* To-do list
1. Answer these questions using the Bloomberg climate excerpt.
(a) Who coauthored the book Climate of Hope with Bloomberg?
(b) By what year did the U.S. pledge to cut its annual greenhouse gas emissions to 26 to 28 percent below 2005 levels?
(c) What word did Bloomberg use for a failure to prevent the collapse of the Paris climate deal?
2. Translate this sentence from the Bloomberg climate excerpt into Spanish: "In a recent interview, Bloomberg declared he aims to prevent the collapse of the Paris climate deal, calling the failure to do so a “tragedy.”"

* Extract
┄┄┄┄┄┄┄┄┄┄

Former New York Mayor Michael Bloomberg believes that leaders across the globe ought to ignore the U.S. president and make the changes necessary to save the environment. (Or so he states in his new book, Climate of Hope: How Cities, Businesses, and Citizens Can Save the Planet, coauthored by Carl Pope, executive director of the Sierra Club.)

“If a mayor improves the life of a community, people don’t care much what party he or she belongs to. As former New York City Mayor Fiorello La Guardia once said, ‘There’s no Democratic or Republican way of cleaning the streets.’”

In a recent interview, Bloomberg declared he aims to prevent the collapse of the Paris climate deal, calling the failure to do so a “tragedy.”

Under the deal, the U.S. pledged that by 2025 it would reduce its annual greenhouse gas emissions by 26 percent to 28 percent below 2005 levels, which would be a reduction of about 1.6 billion tons.

The Trump White House is debating whether to abandon the pact, as the president promised during his campaign. This week, days before thousands of protesters around the U.S. marched in support of scientific research, a meeting on the issue was abruptly cancelled.

┄┄┄┄┄┄┄┄┄┄

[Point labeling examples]
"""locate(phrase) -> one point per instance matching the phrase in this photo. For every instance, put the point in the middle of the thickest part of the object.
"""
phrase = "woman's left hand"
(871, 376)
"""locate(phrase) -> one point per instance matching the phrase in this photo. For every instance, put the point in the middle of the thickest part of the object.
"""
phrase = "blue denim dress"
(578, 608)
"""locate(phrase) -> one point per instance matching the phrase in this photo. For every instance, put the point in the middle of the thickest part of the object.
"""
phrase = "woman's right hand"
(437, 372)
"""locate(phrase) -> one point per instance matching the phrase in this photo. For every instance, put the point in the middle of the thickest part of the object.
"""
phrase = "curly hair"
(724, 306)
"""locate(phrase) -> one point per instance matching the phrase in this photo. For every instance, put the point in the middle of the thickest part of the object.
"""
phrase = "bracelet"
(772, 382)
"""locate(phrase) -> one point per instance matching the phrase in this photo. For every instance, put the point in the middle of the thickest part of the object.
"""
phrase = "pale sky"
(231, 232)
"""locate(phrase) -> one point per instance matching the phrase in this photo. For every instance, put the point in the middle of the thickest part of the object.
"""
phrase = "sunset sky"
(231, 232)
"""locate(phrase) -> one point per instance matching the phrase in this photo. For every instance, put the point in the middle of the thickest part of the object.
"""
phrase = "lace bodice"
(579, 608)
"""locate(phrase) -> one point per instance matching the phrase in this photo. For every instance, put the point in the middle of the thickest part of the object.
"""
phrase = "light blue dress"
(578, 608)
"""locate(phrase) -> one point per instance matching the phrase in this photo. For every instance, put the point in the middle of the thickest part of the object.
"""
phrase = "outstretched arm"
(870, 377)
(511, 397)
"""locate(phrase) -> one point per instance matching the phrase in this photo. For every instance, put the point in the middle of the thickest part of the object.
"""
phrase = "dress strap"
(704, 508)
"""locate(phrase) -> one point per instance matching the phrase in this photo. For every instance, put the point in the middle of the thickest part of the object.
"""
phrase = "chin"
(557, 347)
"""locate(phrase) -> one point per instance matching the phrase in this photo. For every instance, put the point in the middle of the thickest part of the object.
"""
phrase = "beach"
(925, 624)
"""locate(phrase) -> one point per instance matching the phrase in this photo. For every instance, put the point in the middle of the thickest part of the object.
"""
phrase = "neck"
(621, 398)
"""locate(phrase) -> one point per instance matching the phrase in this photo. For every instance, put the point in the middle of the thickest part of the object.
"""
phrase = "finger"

┄┄┄┄┄┄┄┄┄┄

* Final results
1.
(a) Carl Pope, executive director of the Sierra Club
(b) 2025
(c) "Tragedy"

2. En una entrevista reciente, Bloomberg declaró que se propone evitar el colapso del acuerdo climático de París y calificó de «tragedia» no lograrlo.